#### What you should do
The entries below must be copied exactly as they are.

#### Data provided
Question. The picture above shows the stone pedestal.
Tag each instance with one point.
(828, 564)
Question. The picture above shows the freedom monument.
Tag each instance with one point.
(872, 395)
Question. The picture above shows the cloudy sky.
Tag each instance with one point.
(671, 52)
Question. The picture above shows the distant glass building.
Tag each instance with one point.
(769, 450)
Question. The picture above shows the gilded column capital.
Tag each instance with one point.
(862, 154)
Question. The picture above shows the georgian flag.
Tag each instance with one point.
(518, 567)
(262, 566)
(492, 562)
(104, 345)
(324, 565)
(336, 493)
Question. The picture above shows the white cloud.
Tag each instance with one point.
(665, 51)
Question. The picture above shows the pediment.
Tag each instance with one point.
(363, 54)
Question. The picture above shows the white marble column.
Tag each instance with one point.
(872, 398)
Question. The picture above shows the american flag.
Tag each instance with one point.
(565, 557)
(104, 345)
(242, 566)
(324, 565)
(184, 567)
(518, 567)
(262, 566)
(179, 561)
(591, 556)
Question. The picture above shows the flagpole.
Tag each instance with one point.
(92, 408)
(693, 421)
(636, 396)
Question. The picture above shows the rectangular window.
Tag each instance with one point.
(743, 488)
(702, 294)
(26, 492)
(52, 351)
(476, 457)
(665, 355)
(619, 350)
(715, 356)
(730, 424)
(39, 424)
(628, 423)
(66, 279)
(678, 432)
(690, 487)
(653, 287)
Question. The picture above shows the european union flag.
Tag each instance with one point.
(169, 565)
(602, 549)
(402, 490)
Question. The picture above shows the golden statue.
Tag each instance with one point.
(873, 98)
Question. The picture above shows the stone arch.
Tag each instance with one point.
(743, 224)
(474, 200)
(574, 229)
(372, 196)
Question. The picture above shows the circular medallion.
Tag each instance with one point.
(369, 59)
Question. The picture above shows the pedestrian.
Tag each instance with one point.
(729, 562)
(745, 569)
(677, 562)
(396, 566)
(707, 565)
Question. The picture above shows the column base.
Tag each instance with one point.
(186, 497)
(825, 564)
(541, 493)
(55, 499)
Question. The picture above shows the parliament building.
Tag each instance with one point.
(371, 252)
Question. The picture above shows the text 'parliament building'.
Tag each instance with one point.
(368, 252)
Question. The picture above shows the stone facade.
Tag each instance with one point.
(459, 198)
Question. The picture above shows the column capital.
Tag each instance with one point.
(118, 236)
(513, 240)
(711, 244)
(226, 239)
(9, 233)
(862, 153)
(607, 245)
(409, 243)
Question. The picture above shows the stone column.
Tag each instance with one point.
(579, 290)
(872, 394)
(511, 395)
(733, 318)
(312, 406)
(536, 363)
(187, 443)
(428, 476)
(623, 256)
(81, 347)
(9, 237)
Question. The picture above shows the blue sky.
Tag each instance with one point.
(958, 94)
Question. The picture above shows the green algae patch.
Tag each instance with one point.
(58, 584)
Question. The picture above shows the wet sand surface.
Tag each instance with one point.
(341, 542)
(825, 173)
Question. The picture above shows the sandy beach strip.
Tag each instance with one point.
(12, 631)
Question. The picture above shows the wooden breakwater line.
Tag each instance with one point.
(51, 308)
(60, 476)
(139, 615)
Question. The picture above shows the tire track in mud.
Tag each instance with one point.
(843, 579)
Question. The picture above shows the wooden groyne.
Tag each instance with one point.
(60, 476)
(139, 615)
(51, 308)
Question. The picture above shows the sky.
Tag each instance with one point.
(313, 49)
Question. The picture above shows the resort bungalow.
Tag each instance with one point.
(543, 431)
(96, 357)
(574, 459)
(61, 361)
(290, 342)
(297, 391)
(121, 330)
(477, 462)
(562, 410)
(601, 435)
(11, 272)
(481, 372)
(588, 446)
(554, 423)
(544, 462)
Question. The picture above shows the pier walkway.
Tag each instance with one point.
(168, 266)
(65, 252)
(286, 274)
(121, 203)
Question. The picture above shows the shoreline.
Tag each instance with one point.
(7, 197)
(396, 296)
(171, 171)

#### Solution below
Question. The picture above shows the stone pedestal.
Tag each instance with one point.
(828, 564)
Question. The picture above shows the freedom monument.
Tag each instance with one point.
(872, 395)
Question. The picture above shows the cloudy sky.
Tag each instance with one point.
(671, 52)
Question. The picture above shows the distant glass building.
Tag each instance with one point.
(769, 450)
Question. The picture above shows the gilded column capital.
Tag each instance with one point.
(862, 154)
Question. The picture above shows the georgian flag.
Tag each instance with one point.
(518, 567)
(262, 566)
(492, 562)
(104, 345)
(324, 565)
(336, 493)
Question. The picture above shows the white cloud.
Tag each instance with one point.
(665, 51)
Question. The picture above shows the pediment.
Tag each instance with one point.
(363, 54)
Question. The picture above shows the white marble column.
Tag each instance with one point.
(872, 398)
Question. The picture above shows the american flag.
Tag each instance with one point.
(565, 557)
(104, 345)
(242, 566)
(324, 565)
(184, 567)
(518, 567)
(262, 566)
(179, 561)
(591, 556)
Question. The picture above shows the flagpole.
Tag each instance with one point.
(92, 408)
(693, 421)
(636, 396)
Question. The picture above shows the rectangular window.
Tag each instance with one point.
(743, 488)
(702, 294)
(26, 492)
(52, 351)
(476, 457)
(665, 355)
(619, 350)
(715, 356)
(730, 424)
(39, 424)
(628, 423)
(66, 279)
(678, 432)
(690, 487)
(653, 287)
Question. The picture above shows the european union flag.
Tag each instance with one point.
(169, 565)
(602, 549)
(402, 490)
Question. The picture above shows the golden statue.
Tag each instance with one point.
(873, 98)
Question. The picture above shows the stone arch.
Tag each instance with one point.
(743, 224)
(474, 200)
(574, 229)
(372, 196)
Question. The picture above shows the circular medallion.
Tag each instance with one point.
(369, 59)
Question. The picture above shows the pedestrian.
Tag each instance with one point.
(729, 562)
(745, 569)
(677, 562)
(396, 566)
(707, 565)
Question. The picture above shows the column base.
Tag each instance with one point.
(186, 497)
(825, 564)
(541, 493)
(55, 499)
Question. The picture above shows the parliament building.
Tag each instance with one point.
(371, 252)
Question. The picture above shows the text 'parliament building'.
Tag each instance with one point.
(368, 252)
Question. The picture above shows the stone facade.
Tag each instance with one point.
(459, 198)
Question. The picture above shows the column capital.
Tag each instance with one point.
(118, 236)
(513, 240)
(711, 244)
(226, 239)
(9, 233)
(862, 153)
(607, 245)
(409, 243)
Question. The picture above shows the stone column.
Tag each instance with one point.
(579, 290)
(872, 394)
(511, 395)
(733, 318)
(312, 406)
(536, 363)
(187, 443)
(428, 476)
(623, 256)
(81, 347)
(9, 237)
Question. The picture above shows the blue sky.
Tag each instance with one point.
(958, 94)
Question. The picture above shows the green algae patch.
Tag each instance with one point.
(58, 584)
Question. The picture above shows the wet sand surface.
Tag each instance with one point.
(341, 542)
(825, 173)
Question. The picture above shows the sandy beach strip.
Tag each instance with one point.
(12, 631)
Question. The picture above shows the wooden breakwater line.
Tag each instance with one point.
(51, 308)
(60, 476)
(139, 615)
Question. The picture above shows the tire track in mud.
Tag each instance with one point.
(843, 579)
Question. The picture above shows the wooden groyne.
Tag each instance with one point.
(60, 476)
(139, 615)
(51, 308)
Question. The picture above shows the sky.
Tag each instance with one point.
(313, 49)
Question. The picture above shows the resort bungalow.
Tag each instance with one point.
(543, 431)
(96, 357)
(574, 459)
(61, 361)
(290, 342)
(297, 391)
(121, 330)
(477, 462)
(562, 410)
(601, 435)
(11, 272)
(481, 372)
(588, 446)
(554, 423)
(544, 462)
Question. The picture above shows the pier walkway.
Tag each instance with one point.
(168, 266)
(65, 252)
(286, 274)
(121, 203)
Question. The picture above shows the shoreline.
Tag each instance with one point.
(7, 197)
(396, 296)
(171, 171)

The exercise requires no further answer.